#### STORED RECORDS

-----

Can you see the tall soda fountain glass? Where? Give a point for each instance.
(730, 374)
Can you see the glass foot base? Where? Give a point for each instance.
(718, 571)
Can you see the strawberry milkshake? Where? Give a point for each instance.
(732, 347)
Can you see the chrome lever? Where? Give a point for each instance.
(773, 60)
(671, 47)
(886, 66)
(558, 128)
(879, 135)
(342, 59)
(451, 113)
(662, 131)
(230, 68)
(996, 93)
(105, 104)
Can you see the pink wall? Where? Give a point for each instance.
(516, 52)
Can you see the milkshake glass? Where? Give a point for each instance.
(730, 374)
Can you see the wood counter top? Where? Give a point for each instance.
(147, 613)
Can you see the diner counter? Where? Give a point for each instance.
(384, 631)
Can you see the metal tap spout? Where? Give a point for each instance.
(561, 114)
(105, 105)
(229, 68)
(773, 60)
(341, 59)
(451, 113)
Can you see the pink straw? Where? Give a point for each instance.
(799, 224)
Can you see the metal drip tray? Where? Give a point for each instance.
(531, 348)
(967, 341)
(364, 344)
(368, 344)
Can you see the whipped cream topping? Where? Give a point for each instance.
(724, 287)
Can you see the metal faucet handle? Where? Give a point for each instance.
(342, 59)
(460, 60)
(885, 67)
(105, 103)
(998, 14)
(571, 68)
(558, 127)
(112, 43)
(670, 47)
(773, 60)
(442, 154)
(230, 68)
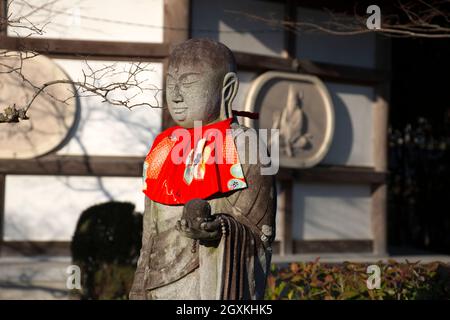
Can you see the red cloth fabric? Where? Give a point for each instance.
(184, 164)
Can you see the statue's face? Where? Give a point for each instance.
(193, 93)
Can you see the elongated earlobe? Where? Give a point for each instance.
(229, 91)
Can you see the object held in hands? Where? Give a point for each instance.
(195, 212)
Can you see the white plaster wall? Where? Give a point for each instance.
(107, 20)
(352, 143)
(352, 50)
(110, 130)
(214, 19)
(47, 208)
(331, 212)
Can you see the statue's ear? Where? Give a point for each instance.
(229, 91)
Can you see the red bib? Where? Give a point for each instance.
(184, 164)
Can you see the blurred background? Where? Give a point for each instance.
(70, 175)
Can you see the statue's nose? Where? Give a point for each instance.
(177, 97)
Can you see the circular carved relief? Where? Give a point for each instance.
(300, 107)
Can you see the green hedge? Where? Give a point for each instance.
(346, 281)
(106, 246)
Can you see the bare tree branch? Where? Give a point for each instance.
(419, 19)
(102, 82)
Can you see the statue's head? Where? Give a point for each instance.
(201, 82)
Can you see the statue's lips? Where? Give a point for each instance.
(179, 110)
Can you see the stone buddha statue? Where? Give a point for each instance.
(208, 227)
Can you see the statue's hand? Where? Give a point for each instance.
(206, 230)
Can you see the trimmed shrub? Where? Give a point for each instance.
(346, 281)
(106, 247)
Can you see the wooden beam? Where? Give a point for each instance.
(132, 167)
(346, 74)
(176, 21)
(380, 145)
(2, 205)
(75, 166)
(34, 248)
(325, 71)
(3, 18)
(333, 246)
(285, 211)
(290, 36)
(257, 62)
(84, 48)
(176, 30)
(333, 174)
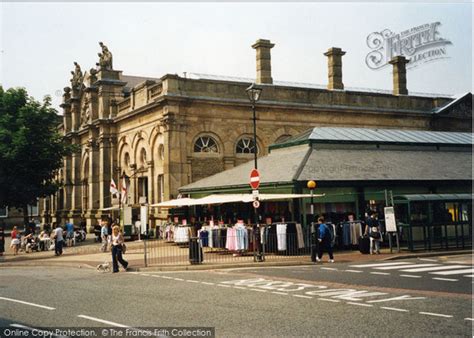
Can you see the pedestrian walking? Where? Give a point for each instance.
(104, 233)
(325, 240)
(58, 240)
(117, 249)
(372, 228)
(2, 239)
(15, 243)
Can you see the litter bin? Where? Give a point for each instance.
(195, 251)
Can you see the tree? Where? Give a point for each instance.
(31, 149)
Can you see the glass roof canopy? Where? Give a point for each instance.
(377, 136)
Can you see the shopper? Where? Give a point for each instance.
(325, 240)
(117, 242)
(58, 240)
(372, 228)
(2, 239)
(15, 243)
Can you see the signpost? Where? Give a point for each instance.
(391, 226)
(254, 184)
(254, 179)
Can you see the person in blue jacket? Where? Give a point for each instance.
(324, 240)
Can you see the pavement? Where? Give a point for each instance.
(88, 255)
(343, 299)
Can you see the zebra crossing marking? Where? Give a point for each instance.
(410, 276)
(453, 272)
(403, 266)
(436, 268)
(446, 279)
(378, 264)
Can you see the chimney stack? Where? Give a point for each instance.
(334, 55)
(264, 65)
(399, 75)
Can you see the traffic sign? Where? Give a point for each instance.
(254, 179)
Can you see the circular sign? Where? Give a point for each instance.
(254, 179)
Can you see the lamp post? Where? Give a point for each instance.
(314, 241)
(253, 93)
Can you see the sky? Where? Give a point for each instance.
(40, 41)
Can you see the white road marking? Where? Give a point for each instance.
(329, 300)
(44, 333)
(378, 264)
(453, 272)
(28, 303)
(410, 276)
(404, 266)
(280, 293)
(404, 297)
(102, 321)
(446, 279)
(208, 283)
(360, 304)
(435, 314)
(300, 296)
(436, 268)
(393, 309)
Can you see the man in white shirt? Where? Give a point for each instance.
(58, 240)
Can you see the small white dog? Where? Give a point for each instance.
(104, 267)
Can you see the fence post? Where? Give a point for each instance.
(144, 250)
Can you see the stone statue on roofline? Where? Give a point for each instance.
(105, 58)
(77, 77)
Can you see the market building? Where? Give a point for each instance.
(166, 132)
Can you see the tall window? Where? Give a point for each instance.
(205, 144)
(245, 146)
(161, 188)
(3, 212)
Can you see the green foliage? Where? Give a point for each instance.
(31, 148)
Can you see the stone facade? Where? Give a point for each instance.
(167, 132)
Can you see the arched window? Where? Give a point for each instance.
(126, 159)
(143, 157)
(205, 144)
(245, 146)
(161, 152)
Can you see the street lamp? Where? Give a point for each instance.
(253, 93)
(314, 241)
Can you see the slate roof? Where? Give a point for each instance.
(338, 162)
(377, 136)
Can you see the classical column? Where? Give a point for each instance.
(94, 178)
(334, 55)
(264, 62)
(105, 173)
(399, 75)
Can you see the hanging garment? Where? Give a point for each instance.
(300, 237)
(281, 236)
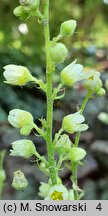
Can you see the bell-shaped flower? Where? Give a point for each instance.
(17, 75)
(72, 74)
(71, 195)
(23, 148)
(19, 181)
(33, 4)
(2, 176)
(92, 81)
(73, 123)
(20, 118)
(57, 192)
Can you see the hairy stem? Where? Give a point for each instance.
(49, 70)
(77, 138)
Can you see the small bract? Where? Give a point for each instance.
(73, 123)
(23, 148)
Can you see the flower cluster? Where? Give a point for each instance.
(56, 192)
(19, 181)
(73, 123)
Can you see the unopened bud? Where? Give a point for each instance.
(21, 13)
(101, 92)
(19, 181)
(68, 27)
(2, 176)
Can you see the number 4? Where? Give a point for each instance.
(99, 207)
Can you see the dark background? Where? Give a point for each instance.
(24, 45)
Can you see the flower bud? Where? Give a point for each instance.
(103, 117)
(76, 154)
(68, 27)
(57, 192)
(58, 52)
(26, 130)
(43, 168)
(72, 74)
(71, 195)
(17, 75)
(101, 92)
(19, 181)
(73, 123)
(20, 118)
(59, 181)
(23, 148)
(44, 189)
(2, 176)
(33, 4)
(92, 81)
(22, 13)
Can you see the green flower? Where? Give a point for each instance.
(73, 123)
(57, 192)
(23, 13)
(23, 148)
(93, 81)
(19, 181)
(2, 176)
(58, 52)
(68, 27)
(17, 75)
(72, 74)
(103, 117)
(33, 4)
(44, 189)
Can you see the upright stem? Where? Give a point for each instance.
(49, 70)
(77, 138)
(2, 155)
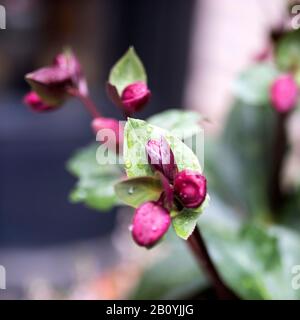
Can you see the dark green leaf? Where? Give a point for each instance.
(252, 86)
(287, 51)
(180, 123)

-----

#### SET PROBLEM
Without including any picture, repeat the data exactly.

#### WRITTEN SOLUTION
Can you see the tall soda fountain glass? Where? Give a point for each instance.
(730, 374)
Can you see the glass foot base? Where? Give a point for each instance.
(718, 571)
Can you see the strawberry milkshake? Where? Give a point for each instance.
(732, 347)
Can you see the chrome lever? Where? Give a point for each instance.
(773, 60)
(671, 47)
(886, 66)
(558, 128)
(879, 135)
(342, 59)
(451, 113)
(662, 131)
(230, 68)
(996, 93)
(105, 104)
Can you see the pink wall? Where? Give a point for each instance.
(516, 52)
Can you see the milkshake glass? Where? Give a point for each instance.
(730, 374)
Can you see the wood counter top? Where? Give a point for each instance.
(147, 613)
Can you see the diner counter? Where? Give a point for each instance.
(384, 631)
Can you see the metal tap spout? Where? Give a point for each instance.
(561, 114)
(105, 105)
(229, 68)
(773, 60)
(341, 59)
(451, 113)
Can you see the pink straw? Where? Give a point for each instance.
(799, 224)
Can you see the metal drip tray? Where? Give a point for each instance.
(531, 348)
(967, 341)
(364, 344)
(368, 344)
Can you see the whipped cream topping? Where? Give a point for each instance.
(724, 287)
Can you see the metal faucet handle? Where? Give a point for each instance.
(342, 59)
(460, 60)
(885, 67)
(105, 103)
(998, 14)
(571, 68)
(558, 127)
(112, 43)
(670, 47)
(773, 60)
(442, 154)
(230, 68)
Can you see the red cloth fabric? Where? Give a point for each instance.
(184, 164)
Can you see the statue's face? Where? Give a point for each instance.
(193, 93)
Can you see the elongated earlobe? Where? Give a point for each instance.
(229, 91)
Can you see the object held in hands? Where? Give a point for each instance.
(195, 212)
Can you see the white plaster wall? Where? Give a point for each instance.
(107, 20)
(352, 143)
(352, 50)
(110, 130)
(214, 19)
(47, 208)
(331, 212)
Can you see the statue's ear? Where? Give a point for each instance.
(229, 91)
Can you see the red bib? Where? Give a point for each instance.
(184, 164)
Can you see the blurred background? Where? Give a point for each instance.
(70, 175)
Can you see the statue's nose? Where? Give a point for each instance.
(177, 97)
Can you see the circular carved relief? Where? Give a point for each instance.
(300, 107)
Can you see the green hedge? Where? Give a point for each instance.
(346, 281)
(106, 246)
Can you see the bare tree branch? Where? Give a point for each instance.
(419, 19)
(102, 82)
Can you see the statue's head? Where? Give a point for each instance.
(201, 82)
Can you see the statue's lips? Where? Give a point for each instance.
(179, 110)
Can you see the stone buddha statue? Where? Give a point for each instance.
(208, 227)
Can you see the statue's hand? Where? Give a point for each instance.
(206, 230)
Can you see the trimmed shrub? Where? Give a point for each instance.
(346, 281)
(106, 247)
Can you see the wooden beam? Where? Give a point for each instance.
(132, 167)
(346, 74)
(176, 21)
(380, 145)
(2, 205)
(75, 166)
(34, 248)
(325, 71)
(3, 18)
(333, 246)
(285, 211)
(290, 36)
(257, 62)
(84, 48)
(176, 30)
(333, 174)
Can you see the pedestrian walking? Where? Give a point for each instance.
(104, 233)
(325, 240)
(58, 240)
(117, 249)
(372, 228)
(2, 239)
(15, 243)
Can you see the litter bin? Where? Give a point for each instance.
(195, 251)
Can you see the tree? Where? Give a point for each instance.
(31, 149)
Can you see the glass roof canopy? Where? Give a point for each instance.
(377, 136)
Can you see the shopper? Where? Give a point for each instance.
(325, 240)
(117, 242)
(58, 240)
(372, 228)
(2, 239)
(15, 243)
Can you see the signpost? Where? Give a point for each instance.
(391, 226)
(254, 184)
(254, 179)
Can you see the person in blue jacket? Where? Give a point for each instance.
(324, 240)
Can you see the pavement? Where? Give a point for each instance.
(88, 255)
(343, 299)
Can you see the zebra crossing marking? Where? Give a point for each instance.
(410, 276)
(453, 272)
(403, 266)
(436, 268)
(446, 279)
(378, 264)
Can you see the chimney stack? Where? Give a point for each instance.
(334, 55)
(264, 65)
(399, 75)
Can you see the traffic sign? Where? Give a point for each instance.
(254, 179)
Can you see the circular sign? Where? Give a point for each instance.
(254, 179)
Can you see the lamp post? Where? Give a point for each instance.
(314, 241)
(253, 93)
Can you see the sky? Where? Give a point for each instance.
(40, 41)
Can you see the white road marking? Where? Give a point for each instance.
(329, 300)
(44, 333)
(378, 264)
(453, 272)
(28, 303)
(410, 276)
(404, 266)
(280, 293)
(404, 297)
(102, 321)
(446, 279)
(208, 283)
(360, 304)
(435, 314)
(300, 296)
(436, 268)
(393, 309)
Can you see the man in white shirt? Where? Give a point for each instance.
(58, 240)
Can you see the small white dog? Where? Give a point for each instance.
(104, 267)
Can you see the fence post? Where? Give a point for each instance.
(144, 250)
Can you see the stone statue on roofline? Where? Give a point for each instance.
(105, 58)
(77, 77)
Can you see the market building? Where? Give a point for each instance.
(166, 132)
Can you see the tall window? Where? Give a point for each instance.
(205, 144)
(245, 146)
(161, 188)
(3, 212)
Can you see the green foliage? Where? Give a point for each instance.
(31, 148)
Can you see the stone facade? Where? Give a point for each instance.
(167, 132)
Can you see the arched window? Where? Give a point for each instance.
(126, 159)
(143, 157)
(205, 144)
(245, 146)
(161, 152)
Can you see the street lamp? Where? Give a point for each instance.
(253, 93)
(314, 241)
Can you see the slate roof? Where? Give a point for each instance.
(338, 162)
(377, 136)
Can you see the classical column? Where? Give a point for each instance.
(94, 178)
(334, 55)
(264, 62)
(105, 173)
(399, 75)
Can you see the hanging garment? Where? Give a point for each instance.
(300, 237)
(281, 236)
Can you see the bell-shaped flower? Where? Give a point for each instance.
(17, 75)
(72, 74)
(71, 195)
(23, 148)
(19, 181)
(33, 4)
(2, 176)
(92, 81)
(73, 123)
(20, 118)
(57, 192)
Can you see the hairy stem? Where? Give a point for each instance.
(49, 70)
(77, 138)
Can you see the small bract? Where? Give a point for each instance.
(73, 123)
(23, 148)
Can you see the flower cluster? Where? Give a point for each instance.
(56, 192)
(19, 181)
(73, 123)
Can you see the unopened bud? Where? Give a point for each instance.
(21, 13)
(101, 92)
(19, 181)
(68, 27)
(2, 176)
Can you see the number 4? Where? Give a point for each instance.
(99, 207)
Can you see the dark background? Where? Give a point for each instance.
(24, 45)
Can you see the flower bud? Where? Give a point for each instance.
(103, 117)
(76, 154)
(68, 27)
(57, 192)
(58, 52)
(26, 130)
(43, 168)
(72, 74)
(71, 195)
(17, 75)
(101, 92)
(19, 181)
(73, 123)
(20, 118)
(59, 181)
(23, 148)
(44, 189)
(2, 176)
(33, 4)
(92, 81)
(22, 13)
Can you see the green flower? Where? Give a point for each instance.
(73, 123)
(57, 192)
(23, 13)
(23, 148)
(93, 81)
(19, 181)
(2, 176)
(58, 52)
(68, 27)
(17, 75)
(72, 74)
(103, 117)
(33, 4)
(44, 189)
Can you see the upright stem? Where? Give a point for each instance.
(49, 70)
(77, 138)
(2, 155)
Can you see the dark green leaf? Where? Give a point for each instance.
(252, 86)
(287, 51)
(180, 123)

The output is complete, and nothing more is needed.